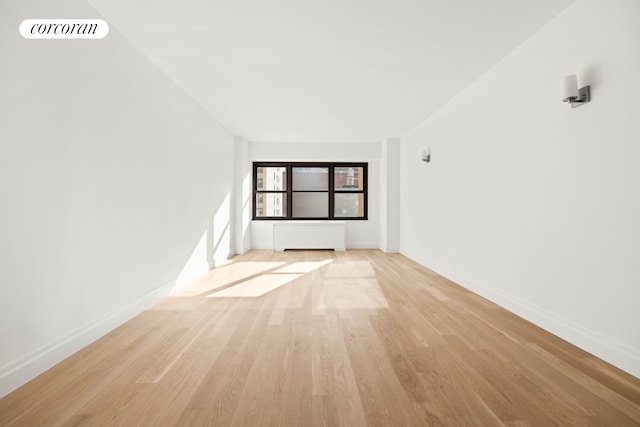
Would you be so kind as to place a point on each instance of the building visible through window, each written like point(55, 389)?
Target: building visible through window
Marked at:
point(310, 190)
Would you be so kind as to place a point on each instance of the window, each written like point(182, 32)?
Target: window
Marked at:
point(309, 191)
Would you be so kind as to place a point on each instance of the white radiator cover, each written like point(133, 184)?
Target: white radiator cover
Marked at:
point(309, 235)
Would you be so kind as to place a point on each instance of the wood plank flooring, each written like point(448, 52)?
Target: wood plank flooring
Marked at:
point(321, 338)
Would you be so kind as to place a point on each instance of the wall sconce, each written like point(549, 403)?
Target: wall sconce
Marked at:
point(571, 94)
point(426, 155)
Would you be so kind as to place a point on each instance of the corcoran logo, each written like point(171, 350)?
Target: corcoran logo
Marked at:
point(64, 29)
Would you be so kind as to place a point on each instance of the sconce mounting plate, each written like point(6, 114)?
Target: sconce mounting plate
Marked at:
point(584, 96)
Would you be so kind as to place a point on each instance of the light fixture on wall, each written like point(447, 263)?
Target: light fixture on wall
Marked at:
point(426, 155)
point(571, 94)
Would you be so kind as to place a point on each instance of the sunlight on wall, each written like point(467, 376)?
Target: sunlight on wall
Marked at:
point(196, 264)
point(213, 247)
point(221, 232)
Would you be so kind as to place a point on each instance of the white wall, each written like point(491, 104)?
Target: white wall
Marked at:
point(360, 234)
point(109, 178)
point(531, 203)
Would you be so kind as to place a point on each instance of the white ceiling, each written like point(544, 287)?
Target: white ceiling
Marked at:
point(325, 70)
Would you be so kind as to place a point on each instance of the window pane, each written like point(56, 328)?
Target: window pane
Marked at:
point(271, 178)
point(271, 204)
point(348, 205)
point(348, 178)
point(310, 179)
point(310, 205)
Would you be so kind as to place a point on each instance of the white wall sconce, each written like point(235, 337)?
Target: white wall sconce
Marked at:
point(426, 155)
point(571, 94)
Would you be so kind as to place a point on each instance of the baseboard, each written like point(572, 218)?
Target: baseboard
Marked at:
point(25, 369)
point(611, 351)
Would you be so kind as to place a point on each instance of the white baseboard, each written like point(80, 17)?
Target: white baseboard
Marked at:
point(30, 366)
point(611, 351)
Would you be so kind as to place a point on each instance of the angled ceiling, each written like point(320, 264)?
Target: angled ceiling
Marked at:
point(325, 70)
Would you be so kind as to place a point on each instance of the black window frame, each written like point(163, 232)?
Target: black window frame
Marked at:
point(288, 191)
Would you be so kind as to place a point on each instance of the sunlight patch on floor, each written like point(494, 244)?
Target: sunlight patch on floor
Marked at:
point(303, 267)
point(225, 275)
point(257, 286)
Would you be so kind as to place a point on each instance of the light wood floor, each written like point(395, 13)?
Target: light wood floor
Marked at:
point(310, 338)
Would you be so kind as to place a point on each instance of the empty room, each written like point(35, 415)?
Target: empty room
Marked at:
point(320, 213)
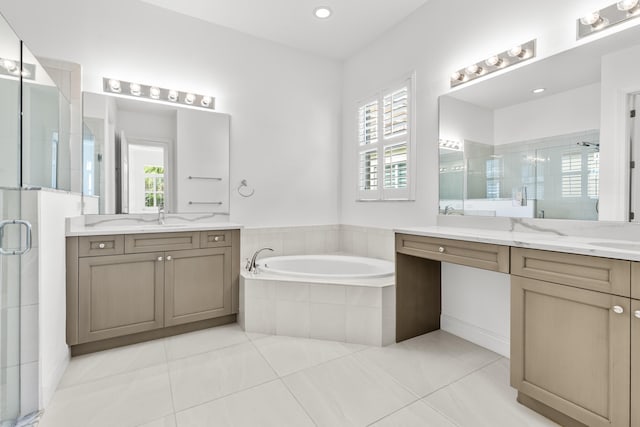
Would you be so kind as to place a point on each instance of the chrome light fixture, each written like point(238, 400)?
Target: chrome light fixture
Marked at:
point(609, 16)
point(515, 55)
point(10, 67)
point(155, 93)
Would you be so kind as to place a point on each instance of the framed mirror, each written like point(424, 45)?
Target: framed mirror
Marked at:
point(140, 156)
point(536, 141)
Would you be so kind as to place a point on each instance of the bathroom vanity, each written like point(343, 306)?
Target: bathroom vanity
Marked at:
point(575, 314)
point(144, 283)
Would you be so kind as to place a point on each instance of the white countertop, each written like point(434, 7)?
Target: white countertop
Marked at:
point(124, 224)
point(600, 247)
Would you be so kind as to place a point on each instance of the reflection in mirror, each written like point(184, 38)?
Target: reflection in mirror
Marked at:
point(508, 150)
point(140, 156)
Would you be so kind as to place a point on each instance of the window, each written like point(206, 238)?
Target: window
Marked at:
point(153, 186)
point(386, 144)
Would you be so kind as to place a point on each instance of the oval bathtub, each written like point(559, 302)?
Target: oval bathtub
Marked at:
point(332, 297)
point(328, 266)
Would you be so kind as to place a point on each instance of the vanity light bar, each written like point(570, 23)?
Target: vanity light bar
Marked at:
point(10, 67)
point(446, 144)
point(607, 17)
point(138, 90)
point(515, 55)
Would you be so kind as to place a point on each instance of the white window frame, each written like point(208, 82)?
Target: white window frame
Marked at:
point(381, 193)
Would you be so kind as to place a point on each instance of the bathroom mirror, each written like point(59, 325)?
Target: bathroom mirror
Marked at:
point(139, 156)
point(527, 142)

▬▬▬▬▬▬

__REQUIREMENT__
Rescale the marked point coordinates by 1.55, rounding to whole numbers with halves going up, and rewrite everything from the start of the records down to the line containing "point(321, 338)", requests included, leaving the requests and their sample points unchanged. Give only those lines, without the pictures.

__OUTPUT__
Would you be so kind as to place a point on each instance of the building visible through window, each written like point(55, 389)?
Target: building visible through window
Marked at:
point(481, 295)
Would you be so kind as to place a point on each instance of the window, each written like point(182, 32)?
Target: window
Marked at:
point(479, 296)
Would you be so kind as to place a point on each instance of the white radiator cover, each written like point(133, 184)?
Target: white radiator cover
Marked at:
point(479, 364)
Would you be so kind as to place a point on each instance of the wood plank flooring, each written like point(448, 52)?
Target: wood plank flooring
Marked at:
point(498, 524)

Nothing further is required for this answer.